--- Pagina ---
◇ ◇ ◇ ◇ ◇

Op de achtergrond speelt de situatie van de eerste oorlogsjaren, haar studie Slavische talen, haar relatie met Han Wegerif, vaak aangeduid met “Pa Han” of “Vader Han” en aangesproken met “Vati” of “Papje”, de huishoudelijke zaken zoals kousen stoppen, menstruatie, haar beginnend schrijverschap, een abortus begin december 1941, de muziekavonden en haar relatie met ouders en broers. Daarnaast zijn de dagboeken rijk gelardeerd met teksten van vooral Rainer Maria Rilke (1875-1926), maar ook van Sigmund Freud (1856-1936) en Carl Gustav Jung (1875-1961) en later ook uit de Bijbel (Nieuwe Testament).

Haar strijd betreft haar eigen persoonlijkheid, haar stemmingen, haar schrijverschap, haar vrouwelijkheid. “Er zit een onrust in me, een bizarre, duivelse onrust, die productief zou kunnen zijn als ik er iets mee wist te beginnen.” (blz. 71) “Het is moeilijk met God en met je onderlichaam op gelijke goede voet te staan.” (blz. 74) Over haar vrouwelijkheid en seksualiteit: “Typisch is dat, men altijd weer begeerd wil worden door de man, dat dat altijd weer de hoogste bevestiging voor ons is, dat wij vrouw zijn…” (blz. 73) “Ik ben eigenlijk geen oer-vrouw, tenminste niet sexueel. (…) Het oer-lichamelijke wordt bij mij op allerlei manieren doorbroken en afgezwakt door een vergeestelijkingsproces. (…) Wat wel oer bij mij is, dat zijn de menselijke gevoelens, er zit een soort oer-liefde en oer-medelijden in me voor de mensen.” (blz. 130) “Mijn twee grijze vrienden. Wat is dat toch bij mij?” (blz. 259) “O God, help me hier uit. Leer me te scheiden het gevoel van versmade vrouw en van werkelijk groot Verlangen.” (blz. 277) Over haar schrijverschap: “En dit wordt steeds zekerder voor me: een dichtregel is een even grote realiteit als een kaasbon, of als wintervoeten. Is even wezenlijk.” (blz. 193) “Wat m’n omgang met de taal betreft: het is bij momenten net of het ijs in me begint te kruien, of er beweging komt in de verstarde taalmassa in me.” (blz. 240)

Gaandeweg vindt Etty een nieuwe weg in haar leven. Deze bestaat enerzijds uit de verdieping van haar vriendschap met Spier en anderzijds in het vinden van rust en van God. “Er rijpt heel langzaam, de laatste tijd, zo een ‘Zuversicht’ in me, een werkelijk groot vertrouwen. Een zich geborgen voelen in jouw hand, mijn God. Ik sta niet meer zo dikwijls afgesneden van die diepe onderstroom in me.” (blz. 205) God vindt Etty in zichzelf: “Ich bekam wieder Kontakt mit mir selber, mit dem Tiefsten und Besten was in mir ist und was ich Gott nenne …” (blz. 88) “Binnen in me zit een diepe put. En daarin zit God. Soms kan ik erbij.” (blz. 97) Ook groeit bij haar de behoefte te bidden: “En toch is er af en toe een grote drang in me neer te knielen, met de handen voor m’n gezicht en op die manier een vrede te vinden en te luisteren naar een verborgen bron in mij.” (blz.109) Uiteindelijk durft zij vrijmoedig over God te spreken: “De moed hebben de naam God uit te spreken.” (blz. 190)

◇ ◇ ◇ ◇ ◇

--- Aangeleverde gegevens ---
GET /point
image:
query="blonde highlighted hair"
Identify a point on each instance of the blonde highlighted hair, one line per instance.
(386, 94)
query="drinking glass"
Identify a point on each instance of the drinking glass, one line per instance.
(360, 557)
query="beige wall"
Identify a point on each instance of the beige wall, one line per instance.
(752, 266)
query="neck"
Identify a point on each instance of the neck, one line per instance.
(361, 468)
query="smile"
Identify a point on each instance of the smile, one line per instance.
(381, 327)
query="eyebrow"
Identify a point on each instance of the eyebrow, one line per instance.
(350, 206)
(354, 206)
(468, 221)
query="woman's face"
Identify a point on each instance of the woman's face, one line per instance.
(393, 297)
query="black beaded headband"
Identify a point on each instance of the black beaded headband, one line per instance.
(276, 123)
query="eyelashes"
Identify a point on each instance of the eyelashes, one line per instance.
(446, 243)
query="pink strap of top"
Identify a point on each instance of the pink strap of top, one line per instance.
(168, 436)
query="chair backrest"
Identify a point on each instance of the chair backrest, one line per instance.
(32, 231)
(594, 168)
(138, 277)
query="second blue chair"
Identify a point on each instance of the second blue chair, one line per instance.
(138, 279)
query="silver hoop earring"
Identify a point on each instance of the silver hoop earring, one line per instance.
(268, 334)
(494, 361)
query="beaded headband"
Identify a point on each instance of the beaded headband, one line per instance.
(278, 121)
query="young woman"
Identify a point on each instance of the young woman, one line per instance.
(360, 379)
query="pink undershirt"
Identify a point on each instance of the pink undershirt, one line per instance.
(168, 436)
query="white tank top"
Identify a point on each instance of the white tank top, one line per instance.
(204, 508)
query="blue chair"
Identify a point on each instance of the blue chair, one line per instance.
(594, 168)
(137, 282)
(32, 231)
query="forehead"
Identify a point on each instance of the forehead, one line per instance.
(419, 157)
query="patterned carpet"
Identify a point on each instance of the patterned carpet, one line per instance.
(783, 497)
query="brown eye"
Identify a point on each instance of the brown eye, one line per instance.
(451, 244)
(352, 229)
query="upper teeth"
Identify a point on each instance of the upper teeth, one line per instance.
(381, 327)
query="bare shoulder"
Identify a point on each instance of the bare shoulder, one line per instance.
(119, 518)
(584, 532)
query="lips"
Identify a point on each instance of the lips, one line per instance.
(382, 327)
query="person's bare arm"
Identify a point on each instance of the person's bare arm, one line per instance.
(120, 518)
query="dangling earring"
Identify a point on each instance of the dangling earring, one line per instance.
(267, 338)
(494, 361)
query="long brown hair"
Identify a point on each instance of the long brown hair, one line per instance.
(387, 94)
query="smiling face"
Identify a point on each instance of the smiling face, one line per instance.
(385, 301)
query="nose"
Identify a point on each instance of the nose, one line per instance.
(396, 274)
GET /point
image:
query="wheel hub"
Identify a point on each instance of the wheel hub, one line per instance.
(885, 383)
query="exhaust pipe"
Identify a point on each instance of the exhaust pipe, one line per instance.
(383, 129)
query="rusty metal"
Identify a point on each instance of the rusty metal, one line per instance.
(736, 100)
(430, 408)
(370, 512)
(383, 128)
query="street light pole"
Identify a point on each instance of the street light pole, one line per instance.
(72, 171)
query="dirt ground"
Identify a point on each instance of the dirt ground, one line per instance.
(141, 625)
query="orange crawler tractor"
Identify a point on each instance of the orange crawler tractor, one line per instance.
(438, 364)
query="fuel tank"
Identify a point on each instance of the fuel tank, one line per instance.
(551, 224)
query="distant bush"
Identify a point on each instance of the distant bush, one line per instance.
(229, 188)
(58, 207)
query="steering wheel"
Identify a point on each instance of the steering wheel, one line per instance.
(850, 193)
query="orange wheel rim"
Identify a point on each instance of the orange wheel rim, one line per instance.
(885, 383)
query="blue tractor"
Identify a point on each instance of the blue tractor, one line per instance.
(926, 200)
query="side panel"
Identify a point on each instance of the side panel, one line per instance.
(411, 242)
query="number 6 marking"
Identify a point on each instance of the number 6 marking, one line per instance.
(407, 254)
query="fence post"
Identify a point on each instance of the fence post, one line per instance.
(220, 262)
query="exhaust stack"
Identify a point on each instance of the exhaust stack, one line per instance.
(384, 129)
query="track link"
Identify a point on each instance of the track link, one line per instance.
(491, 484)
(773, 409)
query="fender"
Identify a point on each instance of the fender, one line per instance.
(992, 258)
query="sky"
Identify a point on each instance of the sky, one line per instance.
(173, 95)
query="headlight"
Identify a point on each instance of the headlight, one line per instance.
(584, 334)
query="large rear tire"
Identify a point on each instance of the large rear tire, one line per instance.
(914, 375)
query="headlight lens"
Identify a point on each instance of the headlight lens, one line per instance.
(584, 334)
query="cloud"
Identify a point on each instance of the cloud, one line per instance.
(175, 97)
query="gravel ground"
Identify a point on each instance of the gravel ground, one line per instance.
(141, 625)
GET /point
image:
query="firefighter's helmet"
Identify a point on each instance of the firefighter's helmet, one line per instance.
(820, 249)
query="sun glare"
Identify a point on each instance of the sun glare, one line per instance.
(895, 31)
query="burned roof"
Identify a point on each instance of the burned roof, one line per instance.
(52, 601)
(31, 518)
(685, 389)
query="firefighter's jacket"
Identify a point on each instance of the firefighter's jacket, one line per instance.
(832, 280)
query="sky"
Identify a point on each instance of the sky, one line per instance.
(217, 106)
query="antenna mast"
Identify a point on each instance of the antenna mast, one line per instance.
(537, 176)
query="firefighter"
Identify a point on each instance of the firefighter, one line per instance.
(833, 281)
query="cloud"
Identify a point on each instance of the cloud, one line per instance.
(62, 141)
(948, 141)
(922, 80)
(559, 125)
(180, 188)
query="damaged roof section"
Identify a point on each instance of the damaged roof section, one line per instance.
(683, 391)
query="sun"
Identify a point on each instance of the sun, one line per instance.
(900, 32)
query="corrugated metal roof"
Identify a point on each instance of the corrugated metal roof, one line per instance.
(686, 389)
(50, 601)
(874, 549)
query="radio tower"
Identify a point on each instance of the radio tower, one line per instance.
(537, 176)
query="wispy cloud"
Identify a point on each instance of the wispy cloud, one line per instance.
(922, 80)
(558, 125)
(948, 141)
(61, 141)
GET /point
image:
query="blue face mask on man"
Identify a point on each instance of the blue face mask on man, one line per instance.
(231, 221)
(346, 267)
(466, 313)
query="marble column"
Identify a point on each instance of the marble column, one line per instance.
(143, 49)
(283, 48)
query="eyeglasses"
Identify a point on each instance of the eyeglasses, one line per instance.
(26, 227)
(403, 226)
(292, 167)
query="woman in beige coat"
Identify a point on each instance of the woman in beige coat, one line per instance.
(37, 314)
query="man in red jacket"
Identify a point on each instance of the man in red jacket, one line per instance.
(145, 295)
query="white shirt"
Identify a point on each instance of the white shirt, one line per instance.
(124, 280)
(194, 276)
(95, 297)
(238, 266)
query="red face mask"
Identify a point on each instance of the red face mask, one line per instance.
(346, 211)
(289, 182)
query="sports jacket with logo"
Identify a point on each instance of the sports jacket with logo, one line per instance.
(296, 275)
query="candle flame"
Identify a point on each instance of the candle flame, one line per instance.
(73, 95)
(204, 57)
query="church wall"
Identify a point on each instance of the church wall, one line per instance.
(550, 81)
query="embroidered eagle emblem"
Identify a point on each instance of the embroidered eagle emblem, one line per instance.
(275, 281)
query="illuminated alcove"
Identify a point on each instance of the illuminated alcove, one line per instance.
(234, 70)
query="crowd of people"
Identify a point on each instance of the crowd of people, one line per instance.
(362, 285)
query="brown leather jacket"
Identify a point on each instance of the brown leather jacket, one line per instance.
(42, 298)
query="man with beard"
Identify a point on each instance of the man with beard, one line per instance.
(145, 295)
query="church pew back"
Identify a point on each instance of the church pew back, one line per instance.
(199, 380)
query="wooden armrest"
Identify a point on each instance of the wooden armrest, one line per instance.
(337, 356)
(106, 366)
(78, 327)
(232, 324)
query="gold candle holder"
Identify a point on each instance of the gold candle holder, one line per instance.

◇ ◇ ◇ ◇ ◇

--- Opdracht ---
Werk in de tekst over de dagboeken het stuk bij dat begint bij de woorden met "Op de achtergrond" en eindigt bij "Bijbel (Nieuwe Testament).", en zet daarin "concertavonden" in plaats van "muziekavonden". Voor deze opdrachten zijn de regels niet nodig.

--- Antwoord ---
Op de achtergrond speelt de situatie van de eerste oorlogsjaren, haar studie Slavische talen, haar relatie met Han Wegerif, vaak aangeduid met “Pa Han” of “Vader Han” en aangesproken met “Vati” of “Papje”, de huishoudelijke zaken zoals kousen stoppen, menstruatie, haar beginnend schrijverschap, een abortus begin december 1941, de concertavonden en haar relatie met ouders en broers. Daarnaast zijn de dagboeken rijk gelardeerd met teksten van vooral Rainer Maria Rilke (1875-1926), maar ook van Sigmund Freud (1856-1936) en Carl Gustav Jung (1875-1961) en later ook uit de Bijbel (Nieuwe Testament).